Point labeling examples:
::::

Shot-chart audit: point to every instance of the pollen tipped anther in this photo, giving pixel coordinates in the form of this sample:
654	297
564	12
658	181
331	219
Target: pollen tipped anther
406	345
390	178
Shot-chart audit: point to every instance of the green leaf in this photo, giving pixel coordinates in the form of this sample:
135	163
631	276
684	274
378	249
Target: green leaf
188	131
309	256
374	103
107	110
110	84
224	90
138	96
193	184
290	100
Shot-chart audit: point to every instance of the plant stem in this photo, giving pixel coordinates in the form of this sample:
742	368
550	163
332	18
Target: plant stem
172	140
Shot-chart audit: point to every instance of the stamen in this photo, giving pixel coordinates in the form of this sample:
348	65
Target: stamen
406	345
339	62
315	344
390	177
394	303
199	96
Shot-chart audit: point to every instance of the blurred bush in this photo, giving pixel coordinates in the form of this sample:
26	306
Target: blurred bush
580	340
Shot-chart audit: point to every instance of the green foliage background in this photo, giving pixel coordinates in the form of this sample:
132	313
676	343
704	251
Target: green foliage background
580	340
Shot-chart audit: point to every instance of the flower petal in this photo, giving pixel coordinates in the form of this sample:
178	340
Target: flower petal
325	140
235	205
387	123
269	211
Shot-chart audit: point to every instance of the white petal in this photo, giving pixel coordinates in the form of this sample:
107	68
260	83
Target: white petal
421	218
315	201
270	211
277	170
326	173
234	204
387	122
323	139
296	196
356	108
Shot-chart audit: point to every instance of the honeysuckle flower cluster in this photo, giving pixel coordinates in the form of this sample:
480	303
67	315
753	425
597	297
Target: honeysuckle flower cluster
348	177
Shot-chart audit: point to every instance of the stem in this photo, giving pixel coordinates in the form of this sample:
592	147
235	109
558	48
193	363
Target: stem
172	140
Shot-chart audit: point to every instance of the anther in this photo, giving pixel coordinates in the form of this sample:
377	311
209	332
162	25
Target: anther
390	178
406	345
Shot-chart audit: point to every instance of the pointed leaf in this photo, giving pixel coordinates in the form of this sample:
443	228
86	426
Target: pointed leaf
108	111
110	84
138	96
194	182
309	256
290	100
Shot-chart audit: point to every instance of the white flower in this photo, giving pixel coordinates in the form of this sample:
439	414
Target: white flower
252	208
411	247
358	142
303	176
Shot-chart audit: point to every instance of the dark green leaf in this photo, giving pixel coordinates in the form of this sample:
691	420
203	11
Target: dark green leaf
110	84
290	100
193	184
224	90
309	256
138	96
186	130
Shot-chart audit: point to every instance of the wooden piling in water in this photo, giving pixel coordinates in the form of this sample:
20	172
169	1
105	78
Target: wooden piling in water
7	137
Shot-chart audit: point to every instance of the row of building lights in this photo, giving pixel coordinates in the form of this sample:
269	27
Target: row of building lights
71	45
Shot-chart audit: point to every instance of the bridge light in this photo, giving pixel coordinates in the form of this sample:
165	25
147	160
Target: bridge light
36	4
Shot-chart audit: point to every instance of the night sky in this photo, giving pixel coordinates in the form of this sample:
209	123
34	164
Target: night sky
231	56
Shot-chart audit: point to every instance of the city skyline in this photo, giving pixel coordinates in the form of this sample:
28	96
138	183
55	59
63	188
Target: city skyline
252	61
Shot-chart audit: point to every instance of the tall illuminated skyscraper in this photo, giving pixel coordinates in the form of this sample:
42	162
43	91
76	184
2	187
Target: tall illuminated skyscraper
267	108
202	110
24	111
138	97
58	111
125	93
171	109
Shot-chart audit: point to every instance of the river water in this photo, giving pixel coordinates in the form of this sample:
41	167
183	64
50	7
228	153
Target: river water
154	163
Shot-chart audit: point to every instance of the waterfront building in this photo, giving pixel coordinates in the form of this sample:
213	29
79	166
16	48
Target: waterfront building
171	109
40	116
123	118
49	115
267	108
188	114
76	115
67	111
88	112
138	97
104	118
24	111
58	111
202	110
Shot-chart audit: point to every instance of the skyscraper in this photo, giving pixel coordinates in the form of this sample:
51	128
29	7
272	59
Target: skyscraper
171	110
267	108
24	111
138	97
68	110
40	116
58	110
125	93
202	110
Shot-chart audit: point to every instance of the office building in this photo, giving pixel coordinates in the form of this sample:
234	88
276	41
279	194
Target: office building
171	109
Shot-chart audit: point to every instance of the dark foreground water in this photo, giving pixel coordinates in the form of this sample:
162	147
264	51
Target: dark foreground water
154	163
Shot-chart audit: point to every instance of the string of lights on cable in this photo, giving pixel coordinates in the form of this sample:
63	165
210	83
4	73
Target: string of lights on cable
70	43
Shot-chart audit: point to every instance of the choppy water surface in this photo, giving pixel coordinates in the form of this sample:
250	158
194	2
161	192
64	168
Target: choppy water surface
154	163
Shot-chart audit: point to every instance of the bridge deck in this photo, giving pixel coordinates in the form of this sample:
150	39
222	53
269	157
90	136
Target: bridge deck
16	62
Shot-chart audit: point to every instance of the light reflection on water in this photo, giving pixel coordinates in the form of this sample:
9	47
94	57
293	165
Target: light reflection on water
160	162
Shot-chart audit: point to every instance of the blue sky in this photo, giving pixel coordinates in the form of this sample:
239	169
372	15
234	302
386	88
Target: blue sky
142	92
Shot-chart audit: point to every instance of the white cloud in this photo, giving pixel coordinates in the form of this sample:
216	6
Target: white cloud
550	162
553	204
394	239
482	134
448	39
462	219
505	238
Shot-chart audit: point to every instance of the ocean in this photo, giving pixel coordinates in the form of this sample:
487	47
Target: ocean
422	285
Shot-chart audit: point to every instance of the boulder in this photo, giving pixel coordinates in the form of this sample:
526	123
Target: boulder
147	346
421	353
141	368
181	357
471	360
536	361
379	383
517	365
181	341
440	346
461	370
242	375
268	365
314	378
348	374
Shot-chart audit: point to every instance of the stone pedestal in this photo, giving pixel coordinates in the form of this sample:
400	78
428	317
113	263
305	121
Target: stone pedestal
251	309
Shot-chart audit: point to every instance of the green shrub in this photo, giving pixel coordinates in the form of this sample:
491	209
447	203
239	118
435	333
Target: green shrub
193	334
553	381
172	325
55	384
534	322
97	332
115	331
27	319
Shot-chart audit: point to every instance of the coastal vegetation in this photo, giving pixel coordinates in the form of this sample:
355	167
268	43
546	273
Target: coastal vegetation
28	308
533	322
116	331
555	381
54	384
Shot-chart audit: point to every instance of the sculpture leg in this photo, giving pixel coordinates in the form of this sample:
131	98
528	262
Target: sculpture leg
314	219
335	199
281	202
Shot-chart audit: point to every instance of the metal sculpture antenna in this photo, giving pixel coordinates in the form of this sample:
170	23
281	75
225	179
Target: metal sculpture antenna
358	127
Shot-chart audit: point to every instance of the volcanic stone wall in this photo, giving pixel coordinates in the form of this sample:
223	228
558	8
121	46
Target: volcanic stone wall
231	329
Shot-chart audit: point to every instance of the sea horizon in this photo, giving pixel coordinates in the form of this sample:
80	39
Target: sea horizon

::::

• [Short exercise] Your task is to reproduce all of the records exactly.

• [Full solution]
Shot-chart audit: point to every instance of the pollen tipped anther in this photo, giving pixel coordinates in the form of this sample:
654	297
564	12
658	181
331	219
Target: pollen tipped anther
406	345
390	178
Shot-chart audit: point to every instance of the green leaf in this photo, giving pixel coordinates in the form of this sample:
135	163
631	276
684	274
378	249
Target: green leaf
188	131
309	256
374	103
107	110
110	84
224	90
138	96
193	184
290	100
Shot-chart audit: point to every instance of the plant stem in this photo, giving pixel coordinates in the form of this sample:
742	368
550	163
332	18
Target: plant stem
172	140
Shot-chart audit: point to every instance of the stamen in this photo, giving pixel coordinates in the form of this sample:
348	65
Target: stamen
406	345
339	62
315	344
390	177
394	303
199	96
Shot-chart audit: point to every instance of the blurred bush in this photo, giving pixel coordinates in the form of this sample:
26	306
Target: blurred bush
580	340
Shot-chart audit: point to every instance of the green foliage background in this photo, giving pixel coordinates in the form of this sample:
132	313
676	343
704	251
Target: green foliage background
580	340
Shot-chart audit: point to every instance of the flower petal in this photo, giving pixel coordinates in the form of this sample:
178	340
Target: flower petal
325	140
235	205
387	123
269	211
Shot-chart audit: point to every instance of the white petal in this photo, giving pixel coordinates in the form of this sample:
107	68
260	83
Target: white petal
421	218
315	201
270	211
277	170
326	173
234	204
387	122
323	139
296	196
356	108
Shot-chart audit: point to every instance of the honeysuckle flower cluster in this photo, giving pixel coordinates in the form of this sample:
480	303
67	315
753	425
597	297
Target: honeysuckle flower cluster
348	177
Shot-chart audit: point to every instance of the stem in this photo, giving pixel coordinates in the form of this sample:
592	147
235	109
558	48
193	363
Target: stem
172	140
Shot-chart audit: point to every instance of the anther in this photo, giving pixel coordinates in the form of this sample:
377	311
209	332
162	25
Target: anther
390	178
406	345
Shot-chart audit: point to every instance of the pointed leaf in this photo, giving pixel coordinates in the form of this sample:
443	228
86	426
Target: pointed leaf
108	111
110	84
138	96
194	182
309	256
290	100
Shot-chart audit: point to every instance of the white flower in this photo, giving pixel coordinates in the form of this sample:
439	414
Target: white flower
252	208
411	247
358	142
303	176
Shot-chart audit: point to every instance of the dark green leaf in this photo, giving pixel coordinates in the form of this sample:
691	420
203	11
Target: dark green leaf
110	84
290	100
193	184
224	90
309	256
138	96
186	130
Shot-chart audit: point to every instance of the wooden piling in water in this photo, giving pixel coordinates in the form of this sample:
20	172
169	1
105	78
Target: wooden piling in water
7	137
Shot-chart audit: point to every instance of the row of building lights in this photo, giving pixel coordinates in the form of this sample:
269	27
Target: row of building lights
71	45
Shot-chart audit: point to every instance of the bridge light in this photo, giving pixel coordinates in the form of this sample:
165	25
147	160
Target: bridge light
36	4
Shot-chart audit: point to every instance of the night sky in this photo, giving pixel coordinates in the form of this sample:
209	123
34	164
Target: night sky
231	56
Shot-chart audit: point to every instance of the city skyline in this photo, giving pixel coordinates in the form of this sample:
28	96
138	183
55	59
63	188
Target: city skyline
252	61
Shot-chart audit: point to every instance of the tall illuminated skyscraper in this photo, giving pixel coordinates in the form of this sample:
42	162
43	91
76	184
2	187
Target: tall illuminated skyscraper
267	108
202	110
24	111
138	97
58	111
125	93
171	109
Shot-chart audit: point to every instance of the river water in this photo, giving pixel coordinates in the form of this sample:
41	167
183	64
50	7
228	153
Target: river water
154	163
Shot-chart audit: point to every instance of the waterfront building in this photo, giving pixel coordinates in the form of this sample:
213	29
79	166
16	48
Target: waterfront building
171	109
40	116
123	118
49	115
267	108
188	114
76	115
67	111
88	112
138	97
104	118
24	111
58	111
202	110
Shot-chart audit: point to every instance of the skyscraper in this photo, giving pixel coordinates in the form of this sample:
51	128
29	7
272	59
Target: skyscraper
171	110
267	108
24	111
138	97
68	110
40	116
58	110
125	93
202	110
Shot-chart audit: point to every instance of the office building in this photo, giving pixel coordinates in the form of this sample:
234	88
276	41
279	194
Target: office building
171	109
Shot-chart audit: point to every instance of the dark foreground water in this photo, giving pixel coordinates in the form of this sample:
162	147
264	51
Target: dark foreground water
154	163
Shot-chart audit: point to every instance of the string of lights on cable in this photo, giving pixel coordinates in the form of this sample:
63	165
210	83
4	73
Target: string of lights on cable
70	43
Shot-chart audit: point to every instance of the choppy water surface in this photo, giving pixel coordinates in the form of this sample:
250	158
194	2
161	192
64	168
Target: choppy water surface
154	163
Shot-chart audit: point to every instance of the bridge deck in this photo, giving pixel coordinates in the form of this sample:
150	39
222	53
269	157
90	136
Target: bridge deck
16	62
Shot-chart audit: point to every instance of the light reflection on water in this photo, giving pixel coordinates in the form of this sample:
9	47
94	57
293	165
Target: light reflection on water
160	162
Shot-chart audit: point to every instance of the blue sky in this photo, giving pixel coordinates in the form of this sample:
239	169
372	15
234	302
386	88
Target: blue sky
142	92
Shot-chart audit: point to every instance of the white cloud in this photo, giving pixel coordinates in the form of this sample:
216	6
Target: white cloud
550	162
553	204
394	239
482	134
448	39
462	219
505	238
Shot-chart audit: point to every instance of the ocean in this photo, giving pixel coordinates in the form of this sample:
487	47
Target: ocean
422	285
Shot-chart audit: point to every instance of the boulder in this photo, giving pixel coordinates in the form of this sample:
526	123
Target: boulder
147	346
421	353
141	368
181	357
471	360
536	361
379	383
517	365
181	341
440	346
461	370
242	375
268	365
314	378
348	374
Shot-chart audit: point to every instance of the stone pedestal in this photo, giving pixel coordinates in the form of this sample:
400	78
428	317
113	263
305	121
Target: stone pedestal
251	309
Shot-chart audit: point to every instance of the green shrub in this photo, giving pixel coordinates in the form of this sample:
491	209
447	203
239	118
435	333
Target: green shrub
193	334
553	381
172	325
55	384
534	322
97	332
115	331
27	319
Shot-chart audit: point to every instance of the coastal vegetation in this photo, giving pixel coordinates in the form of this sample:
355	167
268	43
546	273
Target: coastal vegetation
28	308
533	322
116	331
555	381
54	384
Shot-chart audit: point to every instance of the sculpture leg in this photo, giving pixel coordinates in the form of this sample:
131	98
528	262
Target: sculpture leg
314	219
335	199
281	202
Shot-chart audit: point to every instance of the metal sculpture antenna in this photo, giving pixel coordinates in the form of this sample:
170	23
281	75
225	179
Target: metal sculpture antenna
358	127
Shot-chart audit: point to every instance of the volcanic stone wall in this photo, giving pixel coordinates in the form of this sample:
223	228
558	8
121	46
Target: volcanic stone wall
231	329
Shot-chart audit: point to every instance of the sea horizon in this photo, giving pixel coordinates in the form of this sample:
80	39
Target: sea horizon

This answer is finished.